AIM:
Report each line of the data below that contains the word "white", copying every such line in full. Case counts.

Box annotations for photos
■ ■ ■ ■

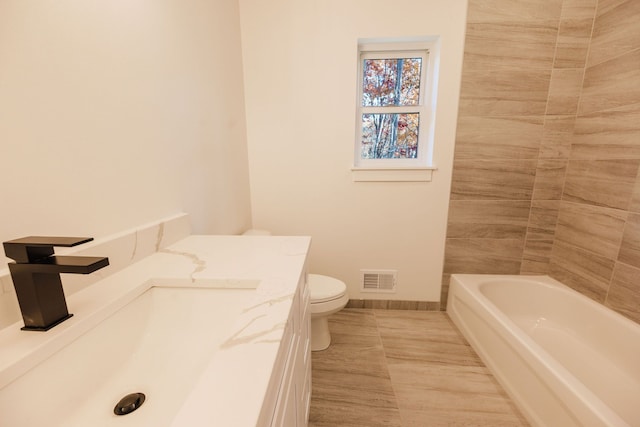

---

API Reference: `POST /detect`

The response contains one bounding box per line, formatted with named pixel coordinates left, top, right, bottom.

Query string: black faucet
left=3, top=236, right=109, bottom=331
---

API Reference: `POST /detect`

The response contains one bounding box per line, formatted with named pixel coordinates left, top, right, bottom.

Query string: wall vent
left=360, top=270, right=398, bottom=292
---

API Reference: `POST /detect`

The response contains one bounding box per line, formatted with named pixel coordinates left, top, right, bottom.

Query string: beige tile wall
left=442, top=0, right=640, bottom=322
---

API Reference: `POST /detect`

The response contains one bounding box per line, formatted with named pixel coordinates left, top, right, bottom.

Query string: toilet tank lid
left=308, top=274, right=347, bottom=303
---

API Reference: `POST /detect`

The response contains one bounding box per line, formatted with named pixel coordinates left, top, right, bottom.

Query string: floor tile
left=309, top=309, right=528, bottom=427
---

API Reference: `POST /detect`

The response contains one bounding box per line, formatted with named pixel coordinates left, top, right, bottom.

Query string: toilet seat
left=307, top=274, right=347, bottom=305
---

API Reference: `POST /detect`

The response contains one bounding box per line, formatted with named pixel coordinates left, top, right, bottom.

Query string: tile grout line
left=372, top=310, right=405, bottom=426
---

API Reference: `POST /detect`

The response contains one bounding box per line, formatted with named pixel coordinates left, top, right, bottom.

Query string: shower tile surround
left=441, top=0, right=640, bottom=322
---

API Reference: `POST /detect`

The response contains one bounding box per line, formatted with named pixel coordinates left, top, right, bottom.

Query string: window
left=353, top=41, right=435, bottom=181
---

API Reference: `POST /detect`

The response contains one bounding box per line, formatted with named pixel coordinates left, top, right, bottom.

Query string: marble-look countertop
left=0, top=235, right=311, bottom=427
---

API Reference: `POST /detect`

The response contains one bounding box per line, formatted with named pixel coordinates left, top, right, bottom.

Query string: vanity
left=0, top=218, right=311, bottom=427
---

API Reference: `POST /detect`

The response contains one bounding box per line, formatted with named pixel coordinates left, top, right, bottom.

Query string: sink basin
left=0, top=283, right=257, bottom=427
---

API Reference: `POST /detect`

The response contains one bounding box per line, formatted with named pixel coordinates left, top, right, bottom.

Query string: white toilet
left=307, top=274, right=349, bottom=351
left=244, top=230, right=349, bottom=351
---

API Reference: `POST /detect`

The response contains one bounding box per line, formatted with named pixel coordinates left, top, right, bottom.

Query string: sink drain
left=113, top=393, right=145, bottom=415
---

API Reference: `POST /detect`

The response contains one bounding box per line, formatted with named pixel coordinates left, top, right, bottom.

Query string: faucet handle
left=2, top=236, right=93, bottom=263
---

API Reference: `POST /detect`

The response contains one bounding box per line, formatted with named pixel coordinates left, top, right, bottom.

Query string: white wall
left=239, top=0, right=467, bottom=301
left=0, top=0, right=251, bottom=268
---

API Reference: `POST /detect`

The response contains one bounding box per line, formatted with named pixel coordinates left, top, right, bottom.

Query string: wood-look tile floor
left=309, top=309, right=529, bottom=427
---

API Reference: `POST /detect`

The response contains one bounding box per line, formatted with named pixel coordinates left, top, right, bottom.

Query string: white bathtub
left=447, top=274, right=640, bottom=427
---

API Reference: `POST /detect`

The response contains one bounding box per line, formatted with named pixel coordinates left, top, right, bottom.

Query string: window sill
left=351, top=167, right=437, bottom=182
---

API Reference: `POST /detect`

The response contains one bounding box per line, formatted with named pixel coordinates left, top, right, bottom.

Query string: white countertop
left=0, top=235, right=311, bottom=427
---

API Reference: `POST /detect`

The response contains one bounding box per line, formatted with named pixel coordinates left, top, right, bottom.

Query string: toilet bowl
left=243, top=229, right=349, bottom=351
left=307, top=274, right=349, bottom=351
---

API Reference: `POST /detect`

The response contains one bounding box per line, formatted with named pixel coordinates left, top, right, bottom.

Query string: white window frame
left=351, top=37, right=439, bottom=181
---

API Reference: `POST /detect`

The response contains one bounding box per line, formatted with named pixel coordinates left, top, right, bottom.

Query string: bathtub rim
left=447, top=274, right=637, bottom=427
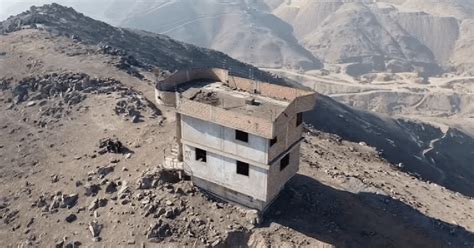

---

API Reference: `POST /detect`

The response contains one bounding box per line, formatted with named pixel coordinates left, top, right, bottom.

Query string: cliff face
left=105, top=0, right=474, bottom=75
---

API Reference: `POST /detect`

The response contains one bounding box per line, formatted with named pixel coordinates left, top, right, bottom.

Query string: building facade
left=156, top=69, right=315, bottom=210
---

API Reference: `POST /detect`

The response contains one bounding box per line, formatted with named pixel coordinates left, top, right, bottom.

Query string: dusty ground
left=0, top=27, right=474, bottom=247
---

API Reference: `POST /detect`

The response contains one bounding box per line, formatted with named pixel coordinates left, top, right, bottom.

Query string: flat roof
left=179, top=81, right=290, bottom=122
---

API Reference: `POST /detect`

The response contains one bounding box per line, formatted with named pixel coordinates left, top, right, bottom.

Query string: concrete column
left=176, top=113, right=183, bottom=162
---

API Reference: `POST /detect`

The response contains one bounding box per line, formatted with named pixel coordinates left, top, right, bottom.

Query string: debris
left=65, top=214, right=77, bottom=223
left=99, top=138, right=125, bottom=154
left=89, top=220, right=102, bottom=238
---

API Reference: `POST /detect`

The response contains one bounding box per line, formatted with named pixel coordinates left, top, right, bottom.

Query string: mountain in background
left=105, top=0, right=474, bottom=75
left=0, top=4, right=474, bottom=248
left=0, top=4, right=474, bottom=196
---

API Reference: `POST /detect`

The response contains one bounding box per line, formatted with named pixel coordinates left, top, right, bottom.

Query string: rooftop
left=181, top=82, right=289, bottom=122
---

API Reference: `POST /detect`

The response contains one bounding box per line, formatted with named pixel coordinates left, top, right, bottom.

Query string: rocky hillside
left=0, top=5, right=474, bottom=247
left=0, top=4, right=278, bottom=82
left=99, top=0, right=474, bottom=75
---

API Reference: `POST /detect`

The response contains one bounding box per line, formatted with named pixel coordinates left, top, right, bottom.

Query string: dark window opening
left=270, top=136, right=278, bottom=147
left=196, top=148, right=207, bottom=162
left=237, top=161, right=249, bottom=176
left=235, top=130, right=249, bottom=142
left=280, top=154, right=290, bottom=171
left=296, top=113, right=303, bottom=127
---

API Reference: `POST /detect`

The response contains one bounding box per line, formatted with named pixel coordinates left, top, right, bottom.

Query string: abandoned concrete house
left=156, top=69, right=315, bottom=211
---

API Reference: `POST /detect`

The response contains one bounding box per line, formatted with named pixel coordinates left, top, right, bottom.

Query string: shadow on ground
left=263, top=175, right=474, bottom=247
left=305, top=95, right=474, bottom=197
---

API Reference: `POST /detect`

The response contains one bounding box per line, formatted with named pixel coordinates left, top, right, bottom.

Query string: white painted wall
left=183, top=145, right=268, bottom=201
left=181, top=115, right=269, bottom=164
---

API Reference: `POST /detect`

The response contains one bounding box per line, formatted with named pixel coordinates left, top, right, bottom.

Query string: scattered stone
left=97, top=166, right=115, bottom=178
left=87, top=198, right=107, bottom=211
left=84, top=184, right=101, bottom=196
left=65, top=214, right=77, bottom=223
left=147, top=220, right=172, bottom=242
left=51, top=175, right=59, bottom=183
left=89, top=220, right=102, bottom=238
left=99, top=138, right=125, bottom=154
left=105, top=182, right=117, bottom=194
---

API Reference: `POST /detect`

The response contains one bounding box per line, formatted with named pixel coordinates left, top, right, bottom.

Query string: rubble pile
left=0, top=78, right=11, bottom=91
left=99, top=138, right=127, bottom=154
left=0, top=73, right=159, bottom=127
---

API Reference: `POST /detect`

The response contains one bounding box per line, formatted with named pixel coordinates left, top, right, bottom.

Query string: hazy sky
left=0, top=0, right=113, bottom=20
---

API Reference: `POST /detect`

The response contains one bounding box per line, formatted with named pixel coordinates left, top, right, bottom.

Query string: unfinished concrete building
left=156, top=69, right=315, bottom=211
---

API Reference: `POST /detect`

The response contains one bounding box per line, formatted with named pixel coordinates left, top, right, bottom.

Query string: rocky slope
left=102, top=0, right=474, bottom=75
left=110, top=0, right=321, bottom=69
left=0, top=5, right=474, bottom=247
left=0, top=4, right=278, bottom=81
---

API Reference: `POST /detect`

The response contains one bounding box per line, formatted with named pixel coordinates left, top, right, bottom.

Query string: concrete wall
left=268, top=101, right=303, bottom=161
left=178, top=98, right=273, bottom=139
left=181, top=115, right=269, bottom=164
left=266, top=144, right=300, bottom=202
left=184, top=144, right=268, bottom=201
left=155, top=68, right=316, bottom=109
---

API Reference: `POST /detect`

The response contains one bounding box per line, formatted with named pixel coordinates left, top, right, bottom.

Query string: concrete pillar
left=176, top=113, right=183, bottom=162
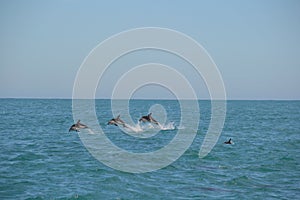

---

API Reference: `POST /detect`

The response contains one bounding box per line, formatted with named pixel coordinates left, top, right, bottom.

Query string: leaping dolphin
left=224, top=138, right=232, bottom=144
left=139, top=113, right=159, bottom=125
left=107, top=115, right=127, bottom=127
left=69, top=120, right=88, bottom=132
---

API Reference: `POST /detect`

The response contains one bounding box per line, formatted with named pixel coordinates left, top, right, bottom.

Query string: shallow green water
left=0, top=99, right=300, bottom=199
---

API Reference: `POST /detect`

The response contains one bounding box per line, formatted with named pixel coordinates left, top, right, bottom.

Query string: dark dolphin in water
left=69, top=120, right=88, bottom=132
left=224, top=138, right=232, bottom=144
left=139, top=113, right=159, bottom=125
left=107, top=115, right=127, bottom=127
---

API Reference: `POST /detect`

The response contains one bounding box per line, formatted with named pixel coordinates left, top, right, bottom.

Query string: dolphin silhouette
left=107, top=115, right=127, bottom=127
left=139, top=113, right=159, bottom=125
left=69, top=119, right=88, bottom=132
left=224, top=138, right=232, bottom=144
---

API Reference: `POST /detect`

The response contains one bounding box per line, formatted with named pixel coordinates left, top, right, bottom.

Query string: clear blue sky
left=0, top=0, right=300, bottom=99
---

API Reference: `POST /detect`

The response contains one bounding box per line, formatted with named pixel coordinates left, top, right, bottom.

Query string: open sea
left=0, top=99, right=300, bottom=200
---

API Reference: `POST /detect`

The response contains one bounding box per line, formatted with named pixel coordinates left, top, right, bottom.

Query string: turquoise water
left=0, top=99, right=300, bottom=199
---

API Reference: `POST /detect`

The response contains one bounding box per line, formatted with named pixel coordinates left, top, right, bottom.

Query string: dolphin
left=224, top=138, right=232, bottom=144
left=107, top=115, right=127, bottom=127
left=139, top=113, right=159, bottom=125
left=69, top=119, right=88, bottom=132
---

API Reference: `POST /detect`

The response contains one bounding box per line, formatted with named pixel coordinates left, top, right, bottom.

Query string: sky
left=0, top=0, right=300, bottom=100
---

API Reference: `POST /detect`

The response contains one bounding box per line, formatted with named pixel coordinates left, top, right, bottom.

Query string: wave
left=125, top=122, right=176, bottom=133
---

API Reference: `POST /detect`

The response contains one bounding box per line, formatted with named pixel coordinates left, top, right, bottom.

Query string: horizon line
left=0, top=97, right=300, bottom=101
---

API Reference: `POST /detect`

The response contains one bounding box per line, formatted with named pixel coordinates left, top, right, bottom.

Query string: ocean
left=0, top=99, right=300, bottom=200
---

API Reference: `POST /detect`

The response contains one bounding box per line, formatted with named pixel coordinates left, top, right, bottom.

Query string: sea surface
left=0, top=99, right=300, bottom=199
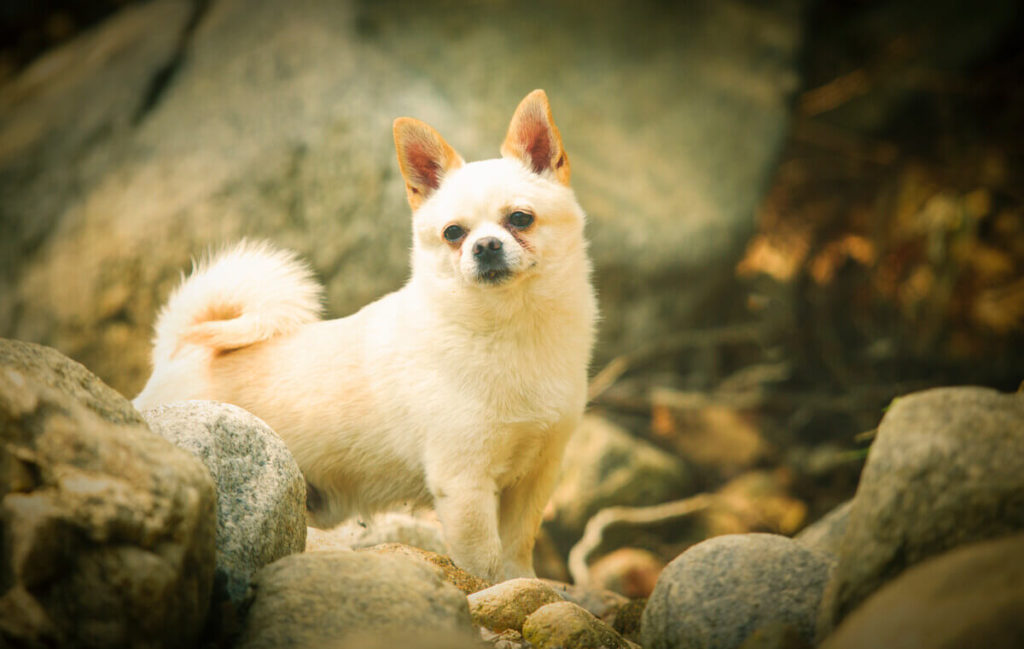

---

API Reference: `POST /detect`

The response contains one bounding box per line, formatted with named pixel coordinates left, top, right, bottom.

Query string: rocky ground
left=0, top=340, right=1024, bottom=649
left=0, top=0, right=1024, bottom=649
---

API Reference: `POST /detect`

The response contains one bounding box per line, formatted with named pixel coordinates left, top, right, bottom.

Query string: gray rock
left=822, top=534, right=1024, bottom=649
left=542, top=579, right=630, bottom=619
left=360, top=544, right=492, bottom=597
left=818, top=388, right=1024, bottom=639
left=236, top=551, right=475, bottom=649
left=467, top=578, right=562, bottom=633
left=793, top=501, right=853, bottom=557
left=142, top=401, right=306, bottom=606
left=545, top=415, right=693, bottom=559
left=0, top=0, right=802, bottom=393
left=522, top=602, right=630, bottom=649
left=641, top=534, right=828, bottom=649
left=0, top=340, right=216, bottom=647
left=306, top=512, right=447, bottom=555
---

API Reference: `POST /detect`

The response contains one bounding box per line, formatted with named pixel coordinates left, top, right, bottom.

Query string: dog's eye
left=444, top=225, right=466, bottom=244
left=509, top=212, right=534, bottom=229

■ ■ ■ ■

REPLY:
Query string: white toilet
Query string: white wall
Query string: white bathtub
Query string: white countertop
Query string: white window frame
Query string: white painted wall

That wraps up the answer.